Add 32 to every number in the coordinates, and write out each line in the stretch from the line containing "bird in the photo above." through the end of the data, keeping the lines without coordinates as they are. Leave the pictures out.

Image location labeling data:
☆ ☆ ☆ ☆ ☆ ☆ ☆

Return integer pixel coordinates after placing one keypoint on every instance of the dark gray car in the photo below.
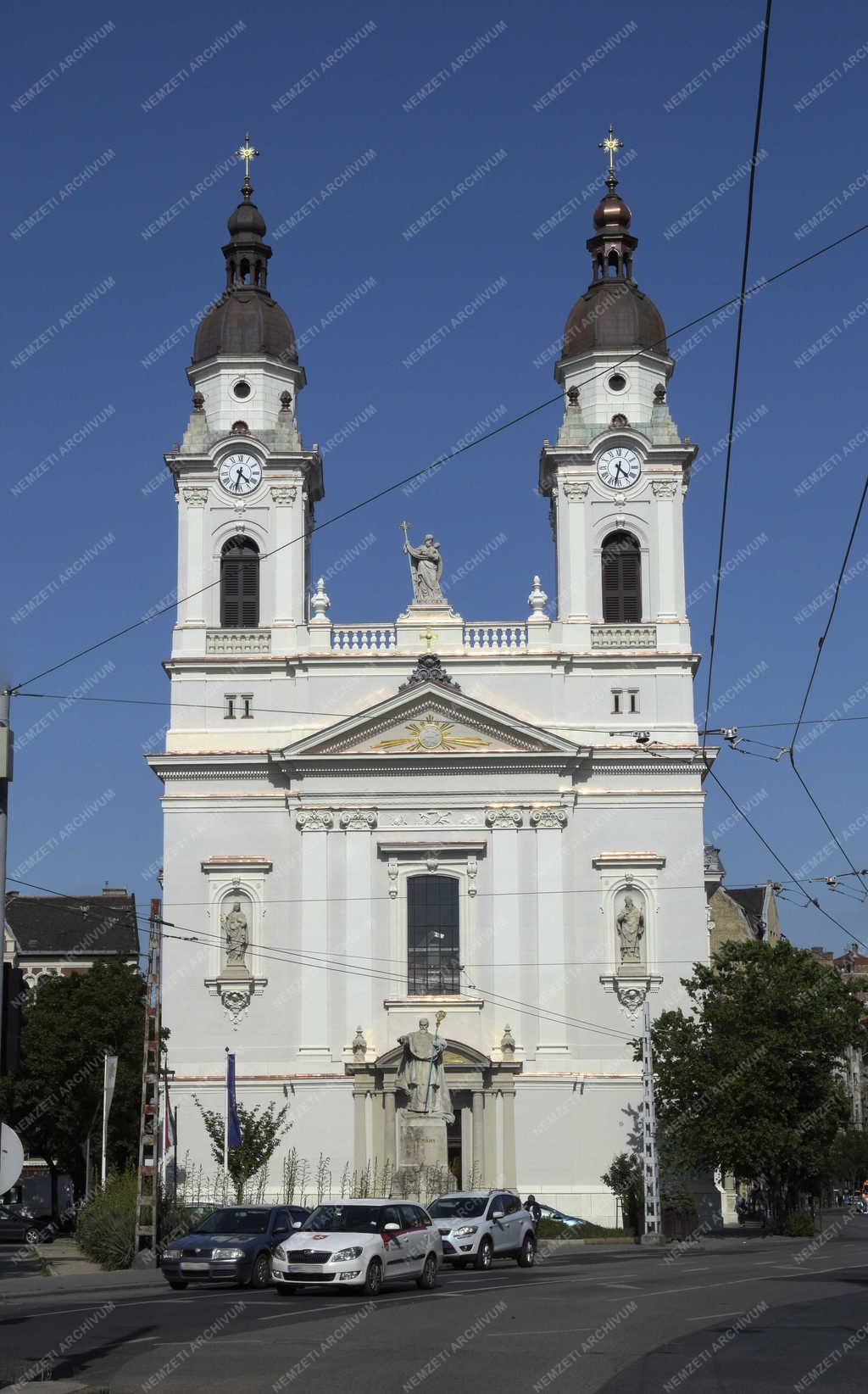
(231, 1245)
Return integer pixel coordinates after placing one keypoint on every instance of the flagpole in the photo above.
(226, 1127)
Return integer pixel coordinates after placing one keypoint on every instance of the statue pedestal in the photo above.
(421, 1145)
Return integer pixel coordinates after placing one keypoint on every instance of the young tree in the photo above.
(53, 1100)
(750, 1082)
(261, 1134)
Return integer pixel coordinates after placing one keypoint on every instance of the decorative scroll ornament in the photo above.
(359, 818)
(549, 818)
(195, 498)
(314, 820)
(504, 818)
(431, 735)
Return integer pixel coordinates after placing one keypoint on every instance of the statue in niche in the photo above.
(426, 569)
(630, 930)
(421, 1073)
(236, 933)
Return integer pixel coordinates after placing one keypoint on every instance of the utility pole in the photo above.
(6, 777)
(149, 1134)
(651, 1175)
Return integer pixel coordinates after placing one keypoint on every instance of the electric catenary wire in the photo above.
(448, 458)
(737, 357)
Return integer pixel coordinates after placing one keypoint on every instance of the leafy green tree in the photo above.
(53, 1100)
(750, 1082)
(261, 1134)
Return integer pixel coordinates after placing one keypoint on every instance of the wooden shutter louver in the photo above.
(240, 584)
(621, 579)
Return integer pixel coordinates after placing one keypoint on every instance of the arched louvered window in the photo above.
(240, 584)
(621, 566)
(432, 935)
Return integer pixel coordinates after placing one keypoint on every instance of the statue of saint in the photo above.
(421, 1073)
(234, 928)
(426, 569)
(630, 930)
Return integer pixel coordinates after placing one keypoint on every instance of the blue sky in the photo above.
(116, 117)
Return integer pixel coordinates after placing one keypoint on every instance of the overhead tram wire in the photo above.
(448, 458)
(817, 661)
(737, 359)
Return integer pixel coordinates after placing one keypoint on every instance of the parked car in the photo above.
(233, 1244)
(481, 1225)
(559, 1218)
(17, 1225)
(359, 1244)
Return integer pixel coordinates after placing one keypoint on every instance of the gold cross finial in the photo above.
(610, 145)
(247, 153)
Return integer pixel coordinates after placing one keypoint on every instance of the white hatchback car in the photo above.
(359, 1244)
(481, 1225)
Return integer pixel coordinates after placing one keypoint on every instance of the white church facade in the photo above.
(368, 826)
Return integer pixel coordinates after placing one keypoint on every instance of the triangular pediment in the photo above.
(430, 721)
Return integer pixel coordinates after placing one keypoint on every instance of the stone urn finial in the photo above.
(537, 599)
(320, 603)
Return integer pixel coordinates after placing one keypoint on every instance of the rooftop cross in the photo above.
(610, 145)
(247, 153)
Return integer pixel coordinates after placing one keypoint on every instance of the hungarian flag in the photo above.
(233, 1127)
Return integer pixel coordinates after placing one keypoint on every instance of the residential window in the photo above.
(432, 935)
(621, 577)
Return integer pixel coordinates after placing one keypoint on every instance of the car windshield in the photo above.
(234, 1221)
(459, 1207)
(344, 1220)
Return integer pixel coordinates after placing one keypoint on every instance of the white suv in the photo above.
(359, 1244)
(481, 1225)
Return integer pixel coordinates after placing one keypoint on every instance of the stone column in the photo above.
(389, 1128)
(478, 1147)
(314, 824)
(509, 1136)
(552, 1034)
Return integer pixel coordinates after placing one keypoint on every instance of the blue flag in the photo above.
(233, 1132)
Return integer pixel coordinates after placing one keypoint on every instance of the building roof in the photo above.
(73, 926)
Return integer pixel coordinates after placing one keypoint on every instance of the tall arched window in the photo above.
(432, 935)
(240, 584)
(621, 579)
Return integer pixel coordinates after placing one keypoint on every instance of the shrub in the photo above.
(105, 1229)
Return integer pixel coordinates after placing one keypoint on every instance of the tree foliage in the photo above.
(261, 1134)
(750, 1084)
(53, 1100)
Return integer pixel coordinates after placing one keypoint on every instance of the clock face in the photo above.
(240, 473)
(619, 467)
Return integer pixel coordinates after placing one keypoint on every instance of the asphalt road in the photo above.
(740, 1318)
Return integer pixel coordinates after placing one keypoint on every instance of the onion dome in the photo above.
(614, 313)
(246, 320)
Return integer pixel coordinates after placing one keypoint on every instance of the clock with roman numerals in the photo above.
(619, 467)
(240, 473)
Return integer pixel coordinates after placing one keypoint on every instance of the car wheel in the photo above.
(261, 1273)
(484, 1255)
(527, 1253)
(374, 1279)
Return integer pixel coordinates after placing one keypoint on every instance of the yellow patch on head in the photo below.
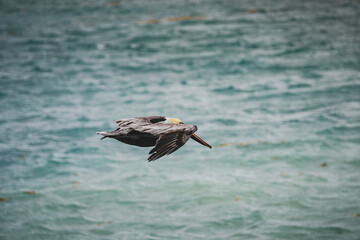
(173, 120)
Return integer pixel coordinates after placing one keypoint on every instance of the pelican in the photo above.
(166, 134)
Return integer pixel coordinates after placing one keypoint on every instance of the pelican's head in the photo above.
(173, 121)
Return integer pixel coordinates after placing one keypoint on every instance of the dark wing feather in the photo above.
(168, 143)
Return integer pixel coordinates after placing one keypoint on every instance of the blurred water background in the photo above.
(274, 86)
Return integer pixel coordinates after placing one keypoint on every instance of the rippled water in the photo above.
(273, 85)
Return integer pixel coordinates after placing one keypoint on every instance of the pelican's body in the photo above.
(150, 131)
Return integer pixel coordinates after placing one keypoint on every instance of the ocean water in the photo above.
(274, 86)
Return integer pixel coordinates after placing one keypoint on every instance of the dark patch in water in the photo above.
(299, 85)
(30, 192)
(229, 90)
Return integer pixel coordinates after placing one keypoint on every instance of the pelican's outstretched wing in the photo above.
(170, 141)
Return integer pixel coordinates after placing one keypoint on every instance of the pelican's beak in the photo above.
(199, 140)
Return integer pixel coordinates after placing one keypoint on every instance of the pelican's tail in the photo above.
(105, 134)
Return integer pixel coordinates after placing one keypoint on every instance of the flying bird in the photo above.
(166, 134)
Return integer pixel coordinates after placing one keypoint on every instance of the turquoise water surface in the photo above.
(274, 86)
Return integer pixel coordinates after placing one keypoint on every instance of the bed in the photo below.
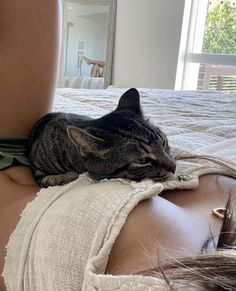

☆ ☆ ☆ ☆ ☆ ☆ ☆

• ANSWER TO THIS PROBLEM:
Return integer pixel coordinates after placing one keypoint on every instance of the flying bird in the photo above.
(198, 166)
Return integer pixel coordinates after placing one keypoint on every instance of the turquoise water surface in the photo above.
(306, 118)
Return integer pixel coordinates after placing one keypoint on every instance of the bed in the photo below.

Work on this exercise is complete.